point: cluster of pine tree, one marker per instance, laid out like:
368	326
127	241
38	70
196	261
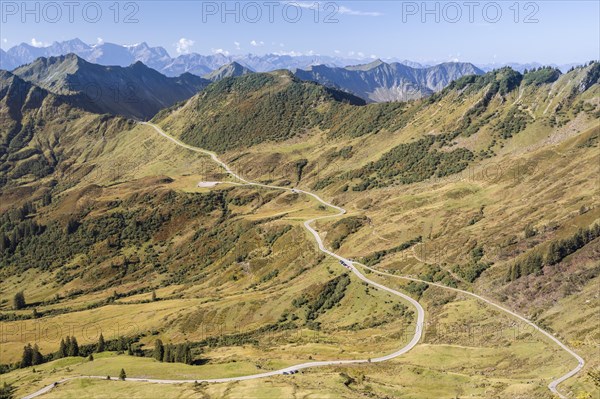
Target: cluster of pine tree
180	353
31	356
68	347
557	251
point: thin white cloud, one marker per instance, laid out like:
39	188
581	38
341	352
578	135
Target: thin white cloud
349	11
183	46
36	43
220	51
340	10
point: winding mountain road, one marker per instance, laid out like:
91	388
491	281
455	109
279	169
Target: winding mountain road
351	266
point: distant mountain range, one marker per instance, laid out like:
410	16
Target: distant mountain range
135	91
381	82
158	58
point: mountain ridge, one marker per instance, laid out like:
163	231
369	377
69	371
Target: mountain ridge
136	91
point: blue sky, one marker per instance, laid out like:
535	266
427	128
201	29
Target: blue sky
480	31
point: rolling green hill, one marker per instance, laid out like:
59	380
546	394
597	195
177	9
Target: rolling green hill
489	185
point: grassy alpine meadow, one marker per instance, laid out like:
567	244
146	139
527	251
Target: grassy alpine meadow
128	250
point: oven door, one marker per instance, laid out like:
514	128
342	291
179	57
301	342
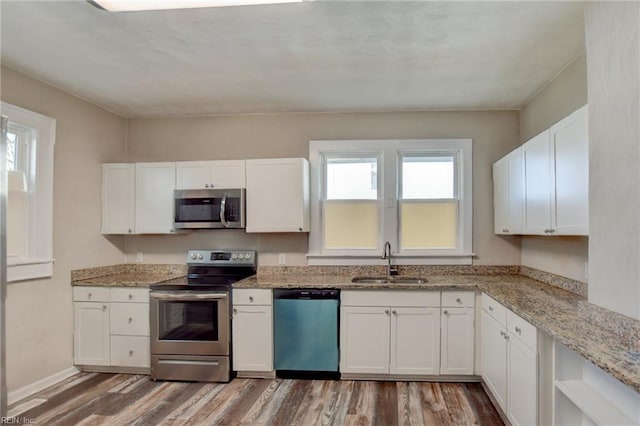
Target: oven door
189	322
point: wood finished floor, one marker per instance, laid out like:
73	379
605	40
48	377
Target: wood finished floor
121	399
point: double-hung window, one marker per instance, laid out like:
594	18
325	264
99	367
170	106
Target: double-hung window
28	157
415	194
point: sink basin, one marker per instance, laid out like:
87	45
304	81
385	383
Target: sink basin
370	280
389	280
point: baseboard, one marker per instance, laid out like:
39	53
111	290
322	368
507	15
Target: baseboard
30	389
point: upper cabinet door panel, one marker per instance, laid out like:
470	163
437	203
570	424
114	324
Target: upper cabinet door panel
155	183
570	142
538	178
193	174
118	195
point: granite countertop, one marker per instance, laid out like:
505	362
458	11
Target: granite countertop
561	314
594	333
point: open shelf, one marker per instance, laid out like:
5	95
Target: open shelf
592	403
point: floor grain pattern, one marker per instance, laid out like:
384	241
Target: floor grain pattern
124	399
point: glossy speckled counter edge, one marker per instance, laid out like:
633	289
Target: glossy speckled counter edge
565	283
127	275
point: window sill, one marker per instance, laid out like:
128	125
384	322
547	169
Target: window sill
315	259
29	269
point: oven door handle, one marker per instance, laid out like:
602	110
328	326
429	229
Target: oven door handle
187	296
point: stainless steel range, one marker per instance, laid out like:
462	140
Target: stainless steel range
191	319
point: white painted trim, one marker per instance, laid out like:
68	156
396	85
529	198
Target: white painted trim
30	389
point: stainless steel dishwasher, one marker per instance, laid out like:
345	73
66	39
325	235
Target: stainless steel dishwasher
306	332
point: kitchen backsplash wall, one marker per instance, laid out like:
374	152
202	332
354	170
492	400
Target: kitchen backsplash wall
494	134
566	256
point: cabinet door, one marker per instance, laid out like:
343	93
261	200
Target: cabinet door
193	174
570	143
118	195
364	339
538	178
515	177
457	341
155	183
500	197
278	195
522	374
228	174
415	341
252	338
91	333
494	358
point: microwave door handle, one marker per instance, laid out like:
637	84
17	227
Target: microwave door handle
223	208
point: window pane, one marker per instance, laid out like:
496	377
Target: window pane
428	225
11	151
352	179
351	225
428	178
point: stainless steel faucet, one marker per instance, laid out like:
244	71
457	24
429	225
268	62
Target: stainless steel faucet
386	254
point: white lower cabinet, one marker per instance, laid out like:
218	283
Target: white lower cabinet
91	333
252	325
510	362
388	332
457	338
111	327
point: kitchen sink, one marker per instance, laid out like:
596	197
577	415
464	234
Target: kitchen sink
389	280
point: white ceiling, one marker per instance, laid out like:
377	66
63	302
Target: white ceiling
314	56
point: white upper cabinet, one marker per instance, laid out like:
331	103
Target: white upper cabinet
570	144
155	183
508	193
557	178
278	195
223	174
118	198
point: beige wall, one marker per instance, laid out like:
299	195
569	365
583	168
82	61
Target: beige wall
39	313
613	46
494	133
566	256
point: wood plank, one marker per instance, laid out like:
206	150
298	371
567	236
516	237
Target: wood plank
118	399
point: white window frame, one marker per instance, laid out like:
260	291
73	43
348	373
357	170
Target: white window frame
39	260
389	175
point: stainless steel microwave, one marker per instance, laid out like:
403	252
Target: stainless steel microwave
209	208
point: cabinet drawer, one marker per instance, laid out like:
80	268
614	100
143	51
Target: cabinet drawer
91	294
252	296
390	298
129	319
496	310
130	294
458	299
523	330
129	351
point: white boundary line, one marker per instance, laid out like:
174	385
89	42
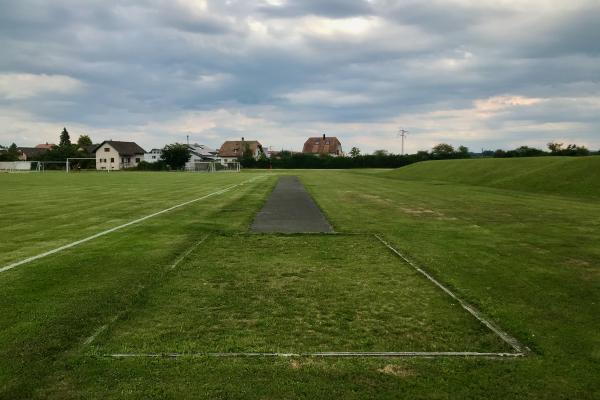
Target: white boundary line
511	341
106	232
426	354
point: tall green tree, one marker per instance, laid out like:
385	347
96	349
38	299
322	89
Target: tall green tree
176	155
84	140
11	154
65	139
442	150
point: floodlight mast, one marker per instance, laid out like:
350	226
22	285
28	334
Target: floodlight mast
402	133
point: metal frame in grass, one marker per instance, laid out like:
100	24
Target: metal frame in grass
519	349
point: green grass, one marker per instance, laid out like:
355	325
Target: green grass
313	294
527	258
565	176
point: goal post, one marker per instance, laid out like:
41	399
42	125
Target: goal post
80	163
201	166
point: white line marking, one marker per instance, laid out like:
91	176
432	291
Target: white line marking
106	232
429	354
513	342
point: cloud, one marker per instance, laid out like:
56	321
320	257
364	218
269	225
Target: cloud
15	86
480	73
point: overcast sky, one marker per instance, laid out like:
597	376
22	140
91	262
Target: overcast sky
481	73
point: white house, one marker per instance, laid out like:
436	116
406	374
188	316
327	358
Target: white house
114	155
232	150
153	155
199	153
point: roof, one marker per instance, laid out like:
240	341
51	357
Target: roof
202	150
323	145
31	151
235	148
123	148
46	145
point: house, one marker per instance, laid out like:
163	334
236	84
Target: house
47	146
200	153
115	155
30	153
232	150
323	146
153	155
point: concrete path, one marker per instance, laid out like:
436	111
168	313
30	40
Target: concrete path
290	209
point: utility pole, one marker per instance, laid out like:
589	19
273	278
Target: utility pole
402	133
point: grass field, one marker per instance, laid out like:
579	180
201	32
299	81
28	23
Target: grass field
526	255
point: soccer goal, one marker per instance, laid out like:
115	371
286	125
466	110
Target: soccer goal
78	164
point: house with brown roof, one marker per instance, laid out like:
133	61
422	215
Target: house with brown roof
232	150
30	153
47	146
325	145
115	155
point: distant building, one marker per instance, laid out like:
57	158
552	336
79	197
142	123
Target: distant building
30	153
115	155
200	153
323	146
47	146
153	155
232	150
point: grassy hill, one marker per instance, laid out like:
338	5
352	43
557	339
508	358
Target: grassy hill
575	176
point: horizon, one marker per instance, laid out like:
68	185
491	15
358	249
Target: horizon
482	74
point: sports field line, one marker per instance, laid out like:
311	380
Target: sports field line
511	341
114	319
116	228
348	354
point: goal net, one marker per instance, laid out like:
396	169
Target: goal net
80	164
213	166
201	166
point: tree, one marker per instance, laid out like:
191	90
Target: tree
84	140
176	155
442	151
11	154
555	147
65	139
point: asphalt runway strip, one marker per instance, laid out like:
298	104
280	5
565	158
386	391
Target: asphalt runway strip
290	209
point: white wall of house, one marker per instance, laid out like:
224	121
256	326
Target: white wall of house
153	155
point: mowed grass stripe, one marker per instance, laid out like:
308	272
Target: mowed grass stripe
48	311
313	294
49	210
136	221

==*==

• **EXERCISE**
Copy every line above exactly, leaving no picture in the copy.

• **RESPONSE TO THE EXERCISE**
point: cluster of pine tree, one marker per instance, laid out like:
368	326
127	241
38	70
196	261
Target: cluster of pine tree
180	353
31	356
68	347
557	251
point: thin white cloud, one marker per instance, laid out like:
39	188
581	38
341	352
578	135
Target: thin white cloud
349	11
183	46
36	43
220	51
340	10
point: winding mountain road, one marker per instance, laid out like:
91	388
491	281
455	109
279	169
Target: winding mountain road
351	266
point: distant mountain range, one marker per instance, laid out like:
410	16
Target: distant mountain range
135	91
381	82
158	58
point: mountain ridge, one marker per instance, laid out like:
163	231
369	377
69	371
Target: mountain ridge
136	91
point: blue sky, one marker per instance, laid out like:
535	266
427	128
201	29
Target: blue sky
480	31
point: rolling green hill, one marker per instance, laid out like:
59	380
546	394
597	195
177	9
Target: rolling green hill
489	185
point: grassy alpine meadow, one marker per instance, laid out like:
567	244
146	139
527	251
Target: grassy alpine meadow
128	250
point: oven door, one marker per instance, laid out like:
514	128
342	291
179	57
301	342
Target: oven door
189	322
point: wood finished floor, one marker per instance, laid out like:
73	379
605	40
48	377
Target: wood finished floor
121	399
point: double-hung window, one marker per instance, laid out like:
594	18
325	264
99	367
170	106
Target: double-hung window
28	157
415	194
point: sink basin, one marker per instance, laid out like:
87	45
304	81
385	383
Target: sink basin
370	280
389	280
point: baseboard, one marker per instance, laid out like:
39	53
111	290
322	368
507	15
Target: baseboard
30	389
point: upper cabinet door panel, one marker per instance, laid out like:
470	163
437	203
570	424
114	324
Target: upper cabinet door panel
155	183
570	142
538	178
193	174
118	195
point: granite countertop, one marker per instance, laid out like:
505	362
458	11
Target: granite countertop
561	314
594	333
point: open shelf, one marker per instance, laid out like:
5	95
Target: open shelf
592	403
point: floor grain pattern, one marker per instance, laid out like:
384	241
Target: floor grain pattern
124	399
point: glossy speckled counter edge, one marker per instance, laid out like:
633	289
Target: glossy speckled counter edge
565	283
127	275
point: window sill, one marker per instance, laid out like:
128	125
384	322
547	169
Target: window sill
315	259
29	269
point: oven door handle, one marker per instance, laid out like:
602	110
328	326
429	229
Target: oven door handle
187	296
point: stainless steel range, one marker per instance, laid out like:
462	140
Target: stainless steel range
191	319
point: white painted trim, one marker per instance, laid out like:
68	156
396	85
529	198
Target: white painted trim
30	389
point: stainless steel dishwasher, one marker per instance, laid out like:
345	73
66	39
325	235
Target: stainless steel dishwasher
306	332
point: kitchen backsplash wall, one marker per instance, laid out like:
374	152
202	332
354	170
492	400
Target: kitchen backsplash wall
494	134
566	256
point: cabinet door, one marker per instance, laid out like:
343	93
261	200
Target: cabinet door
193	174
570	143
118	195
364	339
538	178
515	177
457	341
155	183
500	197
278	195
522	374
228	174
415	341
252	338
91	333
494	358
point: microwave door handle, one marker per instance, laid out like:
637	84
17	227
Target: microwave door handle
223	208
point: window pane, one marker per instance, laid out like:
496	377
Target: window pane
428	225
11	151
352	179
351	225
428	178
point: stainless steel faucet, one marker per instance, laid out like:
244	71
457	24
429	225
268	62
Target: stainless steel faucet
386	254
point: white lower cabinet, one marker per instance, laid out like:
218	283
Target: white lower cabinet
91	333
252	325
510	362
388	332
457	338
111	327
point: kitchen sink, one marker per instance, laid out like:
596	197
577	415
464	234
Target: kitchen sink
389	280
point: white ceiling, one marker per instance, laid out like:
377	66
63	302
Target: white ceiling
314	56
point: white upper cabinet, one marker per instance, laid out like:
331	103
Target: white upper cabinet
570	144
155	183
508	193
557	178
278	195
223	174
118	198
point: beige wall, one marker per instance, laid out like:
299	195
569	365
583	168
82	61
Target: beige wall
39	313
613	46
494	133
566	256
point: wood plank, one marker per instance, laid out like:
206	150
298	371
567	236
516	237
Target: wood plank
118	399
point: white window frame, one marker per instance, laid out like:
260	291
73	43
348	373
357	170
Target: white window frame
39	260
389	175
point: stainless steel microwave, one marker per instance, laid out like:
403	252
Target: stainless steel microwave
209	208
point: cabinet drawer, one marker per instance, laid out like:
80	268
614	100
143	51
Target: cabinet drawer
91	294
252	296
390	298
129	319
496	310
130	294
458	299
523	330
129	351
point: white boundary line, one marker per instance, laid out like:
174	385
89	42
Target: white boundary line
511	341
106	232
426	354
point: tall green tree, one marker per instance, laid out like:
385	347
96	349
38	299
322	89
Target: tall green tree
176	155
84	140
11	154
65	139
442	150
point: floodlight mast, one marker per instance, laid out like:
350	226
22	285
28	334
Target: floodlight mast
402	133
point: metal frame in grass, one marker per instance, laid out like:
100	24
Target: metal frame in grass
519	349
point: green grass, one marker per instance, laid out like:
355	325
Target: green grass
313	294
527	258
565	176
point: goal post, one marker per instance, laid out like:
41	399
42	125
Target: goal post
80	163
201	166
point: white line marking, one marker per instance, laid out like:
91	176
432	291
Target: white line marking
106	232
429	354
513	342
point: cloud, one marker per instance, laid out like:
56	321
320	257
364	218
269	225
Target: cloud
15	86
480	73
point: overcast sky, one marker per instance, laid out like:
597	376
22	140
91	262
Target: overcast sky
481	73
point: white house, one marker per instance, laid out like:
436	116
406	374
188	316
327	358
Target: white house
114	155
232	150
153	155
199	153
point: roof, one marker per instance, laid out like:
240	341
51	357
Target: roof
202	150
323	145
31	151
235	148
123	148
46	145
point: house, one marker per instance, laid out like:
163	334
236	84
Target: house
47	146
200	153
115	155
30	153
232	150
323	146
153	155
point: concrete path, one marker per instance, laid out like:
436	111
168	313
30	40
Target: concrete path
290	209
point: utility pole, one marker per instance, laid out like:
589	19
273	278
Target: utility pole
402	133
point: grass field, one marker per instance, laid out like:
579	180
201	32
299	81
28	23
Target: grass field
526	255
point: soccer goal, one marker per instance, laid out like:
115	371
286	125
466	110
Target: soccer goal
78	164
point: house with brown roof, one marker per instance, laid out like:
133	61
422	215
Target: house with brown roof
232	150
30	153
47	146
325	145
115	155
point: distant building, one marker per instance, laid out like:
57	158
552	336
79	197
142	123
Target: distant building
30	153
115	155
200	153
323	146
47	146
153	155
232	150
point: grassy hill, one marker per instance, laid out like:
338	5
352	43
557	339
508	358
Target: grassy hill
575	176
point: horizon, one marker per instance, laid out like:
68	185
491	15
358	249
Target: horizon
482	74
point: sports field line, one marker per instance, laid out like:
311	380
Target: sports field line
511	341
114	319
116	228
348	354
point: goal net, one marker per instance, laid out like:
396	169
Target: goal net
80	164
213	166
201	166
point: tree, one marker per instance, laid out like:
191	90
Target: tree
84	140
176	155
442	151
11	154
555	147
65	139
point: asphalt runway strip, one marker per instance, laid out like:
298	104
280	5
565	158
386	391
Target: asphalt runway strip
290	209
point: white wall of house, one marker per instance, laid out like:
224	121
256	326
Target: white wall of house
153	155
point: mowed grass stripe, one marker per instance, laid out like:
308	272
Target: mowed grass stripe
48	311
313	294
49	210
136	221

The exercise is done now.